_Data records_:
■ ■ ■ ■ ■ ■ ■

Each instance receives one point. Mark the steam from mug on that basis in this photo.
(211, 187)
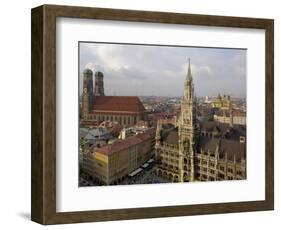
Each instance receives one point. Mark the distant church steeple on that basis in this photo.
(188, 129)
(88, 93)
(189, 76)
(99, 89)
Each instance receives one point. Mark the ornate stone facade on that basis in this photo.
(188, 150)
(96, 107)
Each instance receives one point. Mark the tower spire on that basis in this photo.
(189, 76)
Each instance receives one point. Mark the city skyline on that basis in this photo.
(144, 70)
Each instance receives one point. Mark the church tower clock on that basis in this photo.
(88, 94)
(188, 129)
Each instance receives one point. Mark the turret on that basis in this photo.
(87, 95)
(99, 89)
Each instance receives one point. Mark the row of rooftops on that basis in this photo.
(228, 140)
(120, 145)
(117, 104)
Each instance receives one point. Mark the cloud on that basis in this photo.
(161, 70)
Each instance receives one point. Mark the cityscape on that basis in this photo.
(150, 139)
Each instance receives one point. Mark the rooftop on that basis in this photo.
(118, 103)
(120, 145)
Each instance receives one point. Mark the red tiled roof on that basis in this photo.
(122, 144)
(118, 103)
(238, 113)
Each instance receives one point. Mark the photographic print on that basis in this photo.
(151, 114)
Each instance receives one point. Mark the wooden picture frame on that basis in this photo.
(43, 208)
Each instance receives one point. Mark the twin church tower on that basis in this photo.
(88, 92)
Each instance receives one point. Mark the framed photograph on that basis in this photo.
(140, 114)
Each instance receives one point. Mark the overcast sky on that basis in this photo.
(144, 70)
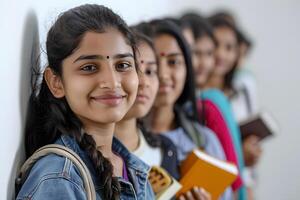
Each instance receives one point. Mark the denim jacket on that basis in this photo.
(56, 178)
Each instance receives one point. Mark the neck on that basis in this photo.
(103, 136)
(215, 81)
(127, 132)
(162, 119)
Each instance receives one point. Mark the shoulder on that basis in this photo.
(53, 176)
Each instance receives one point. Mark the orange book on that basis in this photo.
(203, 170)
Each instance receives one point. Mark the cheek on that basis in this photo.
(130, 83)
(180, 76)
(154, 88)
(77, 88)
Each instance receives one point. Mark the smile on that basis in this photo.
(110, 100)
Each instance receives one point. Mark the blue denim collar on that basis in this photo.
(135, 166)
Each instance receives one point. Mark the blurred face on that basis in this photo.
(148, 82)
(203, 59)
(99, 80)
(172, 70)
(227, 50)
(188, 35)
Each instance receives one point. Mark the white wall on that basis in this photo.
(273, 25)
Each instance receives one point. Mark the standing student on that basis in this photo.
(199, 35)
(90, 84)
(155, 150)
(228, 52)
(176, 90)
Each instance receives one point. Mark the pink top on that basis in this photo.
(215, 121)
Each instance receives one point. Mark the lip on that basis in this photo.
(109, 99)
(219, 63)
(165, 88)
(142, 98)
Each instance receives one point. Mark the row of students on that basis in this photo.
(124, 99)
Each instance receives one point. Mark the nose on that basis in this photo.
(109, 78)
(164, 70)
(143, 80)
(220, 52)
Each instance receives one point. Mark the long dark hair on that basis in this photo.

■ ■ ■ ■ ■ ■ ■

_What you need to do_:
The lines to output run from the one containing "Each instance receives one point. Mark the pink" through the last line of the records above; repeat them exactly and nothing more.

_Task solution_:
Each instance receives one point. Mark the pink top on that basis in this photo.
(215, 121)
Each instance receives one point. Mark the lip on that basis in this photo.
(109, 99)
(219, 63)
(165, 88)
(142, 98)
Each instance receives one point. Mark the row of students on that basis in this photo.
(124, 99)
Each instance receives one point. Mark the nose on that basis in this photo.
(109, 78)
(164, 70)
(143, 80)
(220, 52)
Each instance receives one point. Mark the long dark hair on that basis in this photo.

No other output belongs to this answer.